--- Your assignment ---
Leave out the pictures, then output the lines of the records below from the first through the one containing "positive clicks: (224, 1297) (274, 1338)".

--- Extracted material ---
-- Opening Marker --

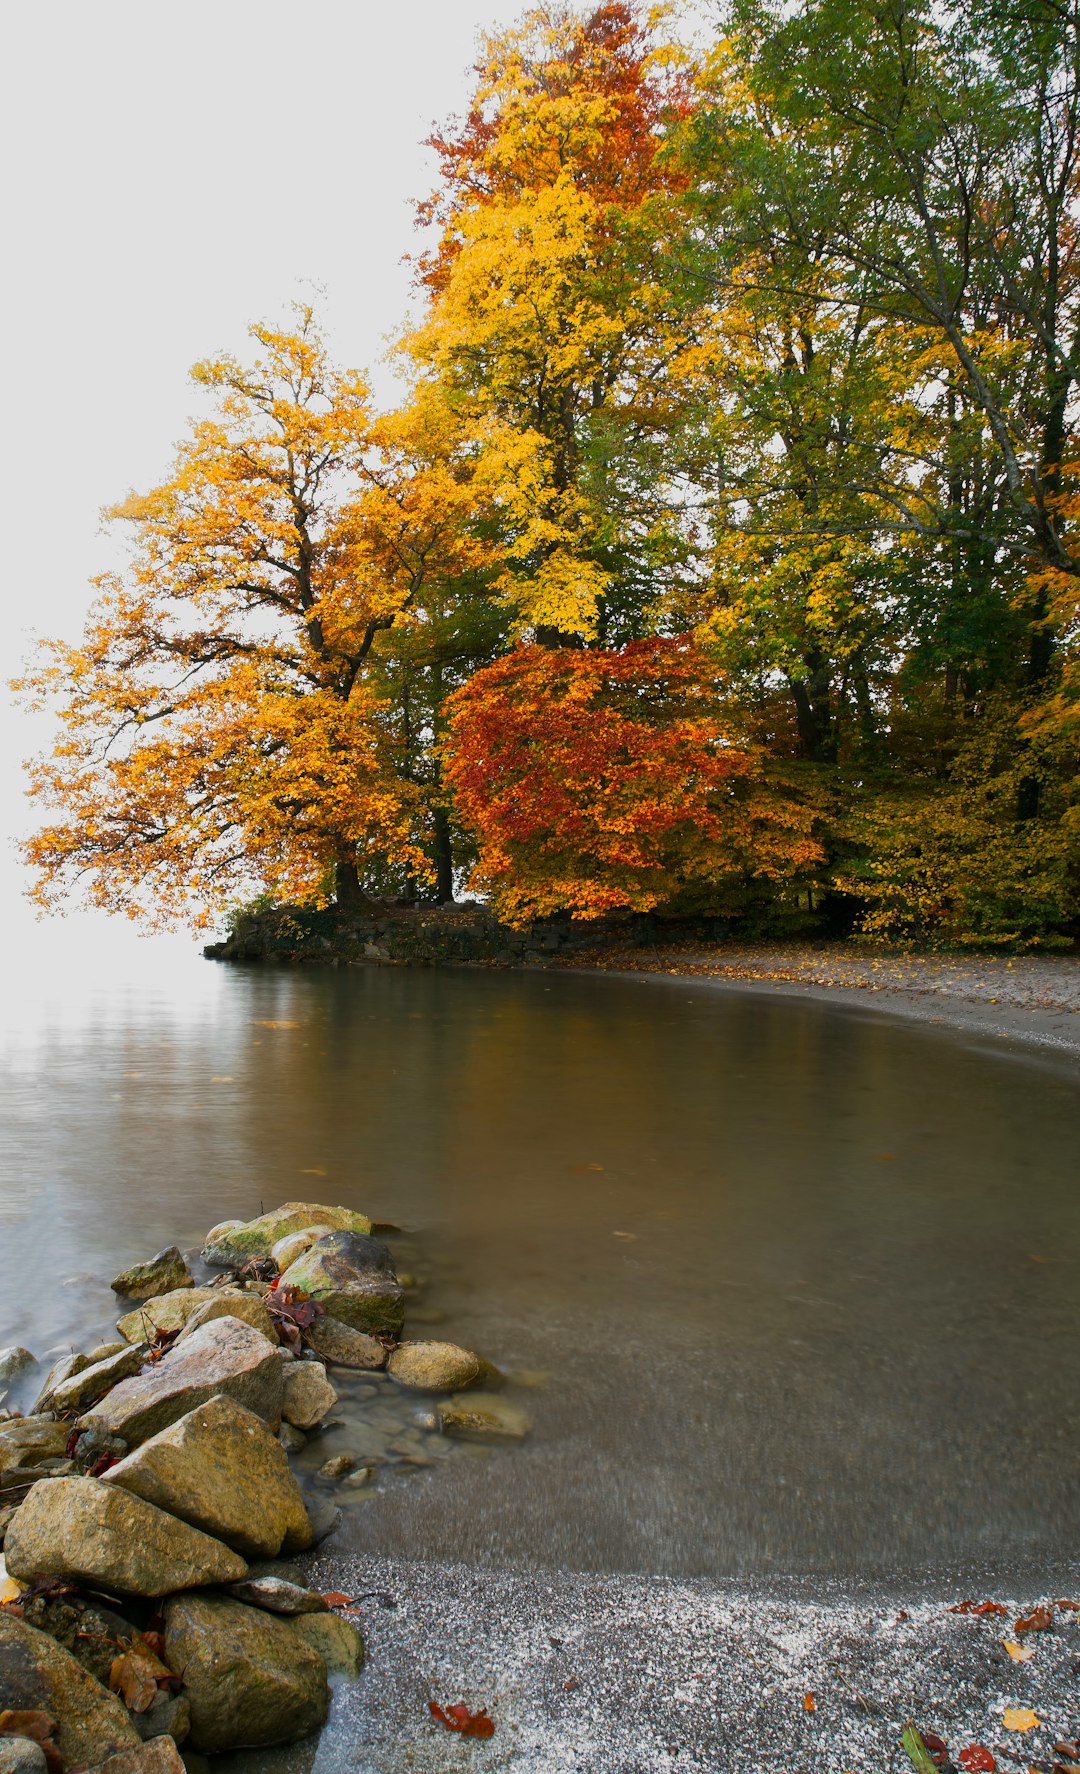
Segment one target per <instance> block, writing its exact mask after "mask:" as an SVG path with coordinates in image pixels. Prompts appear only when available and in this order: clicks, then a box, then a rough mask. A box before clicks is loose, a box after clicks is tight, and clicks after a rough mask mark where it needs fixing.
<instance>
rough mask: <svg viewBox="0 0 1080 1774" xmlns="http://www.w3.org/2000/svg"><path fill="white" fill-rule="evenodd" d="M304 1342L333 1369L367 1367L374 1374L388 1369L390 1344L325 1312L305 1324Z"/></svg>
mask: <svg viewBox="0 0 1080 1774" xmlns="http://www.w3.org/2000/svg"><path fill="white" fill-rule="evenodd" d="M303 1341H305V1343H307V1346H309V1348H310V1350H314V1354H316V1355H317V1357H319V1361H326V1362H330V1366H332V1368H367V1370H369V1371H374V1370H378V1368H385V1366H387V1345H385V1343H380V1339H378V1338H374V1336H367V1332H365V1331H353V1327H351V1325H344V1323H342V1322H340V1318H332V1316H330V1313H323V1315H321V1316H319V1318H316V1320H314V1323H310V1325H305V1331H303Z"/></svg>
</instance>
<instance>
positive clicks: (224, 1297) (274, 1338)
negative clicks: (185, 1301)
mask: <svg viewBox="0 0 1080 1774" xmlns="http://www.w3.org/2000/svg"><path fill="white" fill-rule="evenodd" d="M215 1293H216V1299H213V1300H204V1302H202V1306H199V1309H197V1311H193V1313H192V1316H190V1318H188V1322H186V1325H184V1329H183V1331H181V1334H179V1336H177V1339H176V1341H177V1343H183V1341H184V1338H188V1336H192V1332H193V1331H199V1327H200V1325H209V1323H213V1322H215V1318H243V1322H245V1325H250V1327H252V1331H261V1332H262V1336H264V1338H266V1341H268V1343H280V1338H278V1334H277V1331H275V1327H273V1320H271V1316H270V1313H268V1311H266V1307H264V1304H262V1297H261V1295H259V1293H232V1291H225V1288H216V1290H215Z"/></svg>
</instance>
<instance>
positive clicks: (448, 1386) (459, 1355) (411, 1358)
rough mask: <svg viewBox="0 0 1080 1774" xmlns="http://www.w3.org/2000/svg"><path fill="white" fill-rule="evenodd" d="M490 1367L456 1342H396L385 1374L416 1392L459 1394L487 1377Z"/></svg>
mask: <svg viewBox="0 0 1080 1774" xmlns="http://www.w3.org/2000/svg"><path fill="white" fill-rule="evenodd" d="M491 1371H493V1370H491V1366H489V1364H488V1362H486V1361H482V1359H481V1355H473V1352H472V1350H470V1348H459V1346H458V1343H399V1346H397V1348H395V1350H394V1354H392V1355H390V1361H388V1362H387V1373H388V1375H390V1378H392V1380H397V1384H399V1385H410V1387H413V1389H415V1391H419V1393H463V1391H465V1387H466V1385H479V1384H481V1380H484V1378H489V1377H491Z"/></svg>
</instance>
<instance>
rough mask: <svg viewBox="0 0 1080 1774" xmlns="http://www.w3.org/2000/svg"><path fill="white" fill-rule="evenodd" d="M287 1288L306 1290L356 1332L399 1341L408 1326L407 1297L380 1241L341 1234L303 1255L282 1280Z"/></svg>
mask: <svg viewBox="0 0 1080 1774" xmlns="http://www.w3.org/2000/svg"><path fill="white" fill-rule="evenodd" d="M282 1286H293V1288H303V1291H305V1293H310V1297H312V1299H316V1300H319V1302H321V1306H323V1307H325V1309H326V1311H328V1313H330V1316H332V1318H340V1320H342V1323H348V1325H351V1327H353V1329H355V1331H367V1332H372V1331H374V1332H380V1334H381V1336H392V1338H395V1336H399V1334H401V1327H403V1323H404V1293H403V1290H401V1288H399V1284H397V1281H395V1277H394V1270H392V1267H390V1252H388V1249H387V1245H385V1244H383V1242H381V1240H380V1238H365V1236H364V1235H362V1233H355V1231H335V1233H330V1236H328V1238H319V1240H317V1242H316V1244H312V1245H310V1247H309V1249H307V1251H305V1252H303V1256H298V1258H296V1261H294V1263H291V1265H289V1268H287V1270H286V1274H284V1276H282Z"/></svg>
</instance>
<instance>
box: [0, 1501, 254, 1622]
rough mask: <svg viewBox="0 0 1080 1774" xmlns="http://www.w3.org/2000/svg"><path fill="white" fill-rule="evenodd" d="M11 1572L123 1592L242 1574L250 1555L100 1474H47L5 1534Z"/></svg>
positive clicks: (213, 1578)
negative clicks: (246, 1555)
mask: <svg viewBox="0 0 1080 1774" xmlns="http://www.w3.org/2000/svg"><path fill="white" fill-rule="evenodd" d="M4 1558H5V1563H7V1568H9V1572H11V1575H12V1577H21V1579H23V1581H28V1579H30V1577H37V1575H43V1577H73V1579H74V1581H76V1582H87V1584H90V1588H103V1590H108V1591H117V1593H121V1595H168V1593H170V1591H172V1590H188V1588H199V1586H200V1584H206V1582H236V1581H238V1579H239V1577H247V1570H248V1568H247V1563H245V1561H243V1559H241V1558H239V1556H238V1554H236V1552H232V1550H231V1549H229V1547H225V1545H222V1542H220V1540H211V1536H209V1535H204V1533H199V1529H197V1527H190V1526H188V1522H179V1520H177V1519H176V1517H174V1515H167V1513H165V1511H163V1510H156V1508H154V1506H153V1503H144V1499H142V1497H135V1495H131V1494H129V1492H126V1490H122V1488H121V1487H119V1485H106V1483H103V1480H99V1478H46V1480H43V1481H41V1483H39V1485H34V1488H32V1490H30V1492H28V1494H27V1497H25V1499H23V1503H21V1504H20V1508H18V1510H16V1513H14V1517H12V1520H11V1526H9V1529H7V1535H5V1542H4Z"/></svg>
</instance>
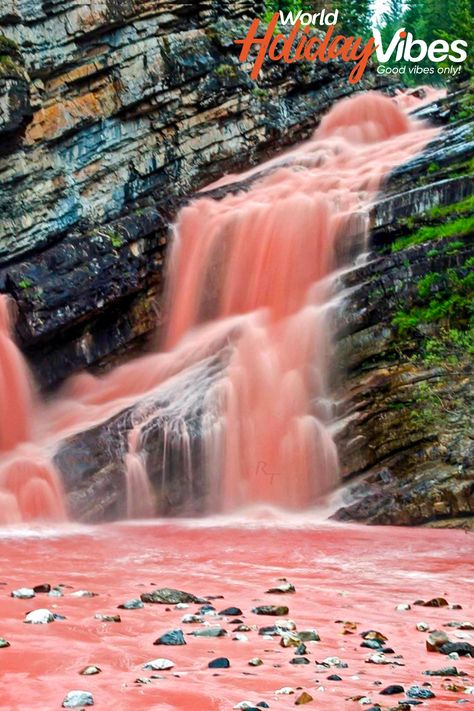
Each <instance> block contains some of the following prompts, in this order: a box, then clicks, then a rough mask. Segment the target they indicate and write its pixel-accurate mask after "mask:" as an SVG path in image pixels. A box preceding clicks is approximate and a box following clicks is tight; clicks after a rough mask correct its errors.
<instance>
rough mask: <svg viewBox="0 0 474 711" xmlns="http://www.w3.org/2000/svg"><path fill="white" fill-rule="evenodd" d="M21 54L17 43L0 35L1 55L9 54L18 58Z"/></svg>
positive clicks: (13, 40)
mask: <svg viewBox="0 0 474 711" xmlns="http://www.w3.org/2000/svg"><path fill="white" fill-rule="evenodd" d="M19 53H20V48H19V46H18V45H17V43H16V42H15V41H14V40H12V39H10V37H6V36H5V35H2V34H0V54H8V55H10V56H14V57H16V56H17V55H19Z"/></svg>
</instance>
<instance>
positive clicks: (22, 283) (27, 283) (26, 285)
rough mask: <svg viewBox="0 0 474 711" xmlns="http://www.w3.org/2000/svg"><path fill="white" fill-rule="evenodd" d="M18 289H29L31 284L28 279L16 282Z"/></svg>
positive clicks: (21, 280) (22, 279) (32, 285)
mask: <svg viewBox="0 0 474 711" xmlns="http://www.w3.org/2000/svg"><path fill="white" fill-rule="evenodd" d="M18 286H19V287H20V289H30V288H31V287H32V286H33V282H32V281H30V280H29V279H22V280H21V281H19V282H18Z"/></svg>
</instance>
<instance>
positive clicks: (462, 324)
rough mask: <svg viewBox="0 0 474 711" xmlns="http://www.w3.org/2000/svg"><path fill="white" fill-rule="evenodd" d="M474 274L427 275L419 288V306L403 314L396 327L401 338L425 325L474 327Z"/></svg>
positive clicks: (415, 331) (401, 310)
mask: <svg viewBox="0 0 474 711" xmlns="http://www.w3.org/2000/svg"><path fill="white" fill-rule="evenodd" d="M473 294H474V272H469V273H467V274H459V273H458V272H457V271H456V270H455V269H448V271H447V272H446V274H438V273H436V272H433V273H430V274H427V275H426V276H424V277H423V278H422V279H420V281H419V282H418V284H417V304H416V305H415V306H413V307H412V308H411V309H410V310H409V311H404V310H400V311H398V312H397V313H396V314H395V316H394V318H393V321H392V323H393V325H394V326H395V327H396V328H397V329H398V330H399V332H400V333H401V334H402V335H405V334H407V333H408V332H410V331H414V332H416V331H418V330H419V329H420V327H421V326H422V325H427V324H431V325H432V324H437V323H439V322H443V323H445V324H447V327H448V329H449V328H450V322H451V320H452V319H454V318H455V319H456V324H457V325H459V326H460V327H462V326H464V327H465V328H467V329H470V328H471V326H473V325H474V323H473V322H474V299H473Z"/></svg>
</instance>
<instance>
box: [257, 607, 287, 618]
mask: <svg viewBox="0 0 474 711" xmlns="http://www.w3.org/2000/svg"><path fill="white" fill-rule="evenodd" d="M252 612H253V613H254V615H270V616H272V617H283V616H284V615H288V614H289V612H290V610H289V609H288V607H285V606H284V605H260V606H259V607H254V608H253V610H252Z"/></svg>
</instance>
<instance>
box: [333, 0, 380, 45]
mask: <svg viewBox="0 0 474 711" xmlns="http://www.w3.org/2000/svg"><path fill="white" fill-rule="evenodd" d="M336 7H337V8H338V9H339V29H340V31H341V33H342V34H344V35H347V36H348V37H349V36H353V37H359V36H361V37H364V38H367V37H369V36H370V34H371V27H372V2H371V0H362V1H360V0H342V1H341V2H339V3H337V4H336Z"/></svg>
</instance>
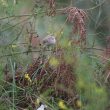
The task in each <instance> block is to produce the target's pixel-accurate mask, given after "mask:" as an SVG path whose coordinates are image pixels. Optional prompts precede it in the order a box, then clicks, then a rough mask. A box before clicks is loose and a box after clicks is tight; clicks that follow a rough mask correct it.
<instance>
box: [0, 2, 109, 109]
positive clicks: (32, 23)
mask: <svg viewBox="0 0 110 110" xmlns="http://www.w3.org/2000/svg"><path fill="white" fill-rule="evenodd" d="M48 1H49V0H0V62H1V63H0V109H1V110H37V107H38V105H37V104H36V103H38V101H36V100H37V99H38V98H40V101H42V102H43V103H45V104H46V105H47V106H48V108H47V109H49V110H59V109H61V110H69V109H70V110H110V49H109V48H110V13H109V10H110V1H109V0H55V10H53V9H51V7H49V6H50V5H49V2H48ZM50 1H52V0H50ZM53 1H54V0H53ZM66 7H77V8H78V9H83V10H84V11H85V13H86V14H87V18H86V20H85V28H86V46H84V48H83V46H81V45H77V44H73V45H72V46H71V45H69V43H70V40H76V39H79V37H80V35H79V34H78V33H77V34H76V33H73V32H72V27H74V25H75V24H72V23H70V22H65V21H66V18H67V16H66V15H65V14H62V13H61V10H62V9H64V8H66ZM54 11H55V13H52V12H54ZM49 34H52V35H54V36H57V38H58V41H57V42H58V44H57V45H56V46H55V49H61V52H62V53H63V55H62V54H61V53H60V52H59V53H58V54H61V55H62V57H61V56H60V55H59V56H60V57H61V59H60V57H59V56H58V55H55V54H53V53H54V52H53V53H51V52H47V51H45V50H44V51H42V47H39V46H38V47H36V48H32V45H30V40H29V39H30V37H33V36H37V35H39V37H40V38H41V39H43V38H44V37H46V36H47V35H49ZM39 42H40V41H39ZM39 42H37V43H35V44H36V45H37V44H39ZM56 47H58V48H56ZM33 51H35V53H34V52H33ZM36 51H38V52H36ZM44 54H45V56H46V58H47V60H48V59H49V63H50V65H49V66H48V65H47V66H48V67H45V68H46V70H45V71H46V72H47V75H46V77H44V76H43V77H44V78H40V82H37V81H36V82H35V84H27V83H26V85H25V84H24V85H19V84H18V85H17V83H18V82H20V81H21V79H16V74H15V73H17V72H16V71H17V70H18V69H19V68H22V70H21V71H22V74H20V76H23V75H24V74H25V72H27V71H28V68H29V67H30V65H31V66H33V57H34V56H37V58H38V57H39V56H41V57H43V55H44ZM42 59H43V58H42ZM62 60H63V61H62ZM42 62H43V61H42ZM43 63H44V64H42V65H41V64H40V66H39V67H38V68H35V73H33V74H34V76H33V77H32V78H33V79H34V81H35V80H36V79H35V77H36V74H38V72H39V70H40V69H39V68H43V67H44V66H45V62H43ZM64 65H66V66H64ZM68 65H69V67H68ZM60 66H61V68H60V69H59V68H58V67H60ZM63 66H64V67H63ZM33 67H35V65H34V66H33ZM51 67H52V69H53V70H52V69H50V68H51ZM62 68H64V71H63V69H62ZM65 68H69V69H70V70H69V69H68V70H65ZM31 69H32V68H31ZM19 71H20V70H19ZM19 73H20V72H19ZM30 73H31V72H30ZM30 73H29V75H30ZM54 73H56V74H57V73H58V75H55V76H54V75H53V74H54ZM7 74H8V77H9V78H8V79H11V81H9V80H7V79H6V78H5V77H7ZM27 74H28V73H27ZM51 74H52V75H51ZM71 74H72V77H73V79H72V78H70V77H71ZM10 77H11V78H10ZM37 77H39V76H37ZM53 77H55V79H54V78H53ZM67 77H68V78H70V79H68V78H67ZM49 78H50V79H49ZM66 79H67V82H66V83H65V82H64V81H63V80H66ZM18 80H20V81H18ZM23 80H24V79H23ZM27 80H29V78H27ZM47 80H49V81H50V82H49V81H48V84H47ZM69 80H70V82H68V81H69ZM73 80H74V81H73ZM71 81H72V82H71ZM32 82H33V80H32ZM50 83H52V84H53V85H54V86H52V85H51V86H50V85H49V84H50ZM66 84H67V85H66ZM36 85H37V87H36ZM68 85H70V86H71V87H70V86H68ZM23 86H24V87H23ZM41 86H42V87H43V89H42V87H41ZM44 86H45V87H44ZM46 86H47V87H46ZM60 86H61V87H60ZM69 87H70V88H69ZM59 88H60V89H62V90H59ZM62 91H66V93H65V92H62ZM68 91H69V92H70V93H68ZM71 92H72V93H71ZM70 94H71V95H70ZM30 99H32V101H29V100H30ZM60 102H62V103H63V104H59V103H60Z"/></svg>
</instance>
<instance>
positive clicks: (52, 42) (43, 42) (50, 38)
mask: <svg viewBox="0 0 110 110" xmlns="http://www.w3.org/2000/svg"><path fill="white" fill-rule="evenodd" d="M43 44H44V45H47V46H51V45H55V44H56V39H55V36H53V35H47V36H46V37H45V38H44V39H43Z"/></svg>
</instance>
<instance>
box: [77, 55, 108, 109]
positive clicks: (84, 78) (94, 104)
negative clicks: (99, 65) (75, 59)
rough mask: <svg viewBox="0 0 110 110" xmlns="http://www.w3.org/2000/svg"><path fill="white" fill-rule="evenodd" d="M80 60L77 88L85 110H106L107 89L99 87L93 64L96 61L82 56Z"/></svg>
mask: <svg viewBox="0 0 110 110" xmlns="http://www.w3.org/2000/svg"><path fill="white" fill-rule="evenodd" d="M78 59H79V60H78V64H77V65H78V66H77V70H76V75H77V84H76V88H77V90H78V91H79V94H80V97H81V100H82V101H84V110H93V109H94V110H104V109H105V108H106V105H107V103H108V102H107V101H108V98H107V93H106V89H105V87H104V86H100V85H98V84H97V83H96V81H95V79H94V74H97V73H94V72H95V68H92V64H93V63H92V62H95V61H94V60H93V59H91V58H89V57H88V56H87V55H81V56H80V58H78ZM92 60H93V61H92Z"/></svg>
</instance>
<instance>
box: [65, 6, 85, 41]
mask: <svg viewBox="0 0 110 110" xmlns="http://www.w3.org/2000/svg"><path fill="white" fill-rule="evenodd" d="M63 13H64V14H67V19H68V21H69V22H70V23H73V24H74V26H73V32H74V33H79V34H80V40H81V41H83V40H85V39H86V29H85V20H86V18H87V14H86V12H85V11H83V10H82V9H78V8H76V7H67V8H65V9H64V10H63Z"/></svg>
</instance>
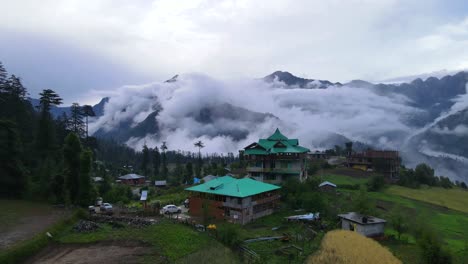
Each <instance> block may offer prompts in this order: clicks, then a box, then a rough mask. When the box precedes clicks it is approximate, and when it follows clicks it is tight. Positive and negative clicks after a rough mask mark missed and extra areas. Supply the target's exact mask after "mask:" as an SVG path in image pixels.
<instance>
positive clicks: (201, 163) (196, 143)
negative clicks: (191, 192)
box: [193, 140, 205, 178]
mask: <svg viewBox="0 0 468 264" xmlns="http://www.w3.org/2000/svg"><path fill="white" fill-rule="evenodd" d="M193 145H194V146H195V147H197V148H198V162H197V167H196V169H195V174H196V176H197V177H198V178H200V176H201V170H202V167H203V160H202V158H201V149H202V148H204V147H205V145H204V144H203V142H202V141H201V140H199V141H197V142H195V143H194V144H193Z"/></svg>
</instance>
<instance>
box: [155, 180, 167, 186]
mask: <svg viewBox="0 0 468 264" xmlns="http://www.w3.org/2000/svg"><path fill="white" fill-rule="evenodd" d="M154 186H156V187H166V186H167V181H165V180H164V181H155V182H154Z"/></svg>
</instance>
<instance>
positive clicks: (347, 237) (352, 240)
mask: <svg viewBox="0 0 468 264" xmlns="http://www.w3.org/2000/svg"><path fill="white" fill-rule="evenodd" d="M308 263H311V264H312V263H321V264H332V263H333V264H334V263H381V264H393V263H401V261H400V260H398V259H397V258H396V257H395V256H393V255H392V253H391V252H390V251H389V250H387V249H386V248H384V247H382V246H381V245H380V244H379V243H377V242H376V241H374V240H372V239H370V238H367V237H365V236H362V235H360V234H358V233H356V232H352V231H347V230H334V231H330V232H328V233H327V234H326V235H325V237H324V238H323V240H322V245H321V249H320V251H319V252H318V253H317V254H315V255H313V256H312V257H310V258H309V260H308Z"/></svg>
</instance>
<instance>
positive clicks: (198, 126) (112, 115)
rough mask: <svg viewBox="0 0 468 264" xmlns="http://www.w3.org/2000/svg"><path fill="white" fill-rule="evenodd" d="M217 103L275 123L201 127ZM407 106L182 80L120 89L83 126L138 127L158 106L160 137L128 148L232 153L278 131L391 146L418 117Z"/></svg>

-- Closing Marker --

--- Output of the task ---
Segment one target per <instance> block, writing its exact mask after "mask:" as an SVG path with coordinates in image pixels. Prompts appear only when available and in this order: clicks, then a box, then a rough mask. A box before clicks is loose, a box after clicks is tight, and clicks after a rough mask mark where it needs fixing.
<instance>
rough mask: <svg viewBox="0 0 1080 1774" xmlns="http://www.w3.org/2000/svg"><path fill="white" fill-rule="evenodd" d="M304 1342L333 1369L367 1367L374 1374L388 1369L390 1344L325 1312L305 1324Z"/></svg>
mask: <svg viewBox="0 0 1080 1774" xmlns="http://www.w3.org/2000/svg"><path fill="white" fill-rule="evenodd" d="M303 1341H305V1343H307V1346H309V1348H310V1350H314V1354H316V1355H317V1357H319V1361H326V1362H330V1366H332V1368H367V1370H369V1371H374V1370H378V1368H385V1366H387V1345H385V1343H380V1339H378V1338H374V1336H367V1332H365V1331H353V1327H351V1325H344V1323H342V1322H340V1318H332V1316H330V1313H323V1315H321V1316H319V1318H316V1320H314V1323H310V1325H305V1331H303Z"/></svg>
</instance>
<instance>
positive clicks: (224, 1297) (274, 1338)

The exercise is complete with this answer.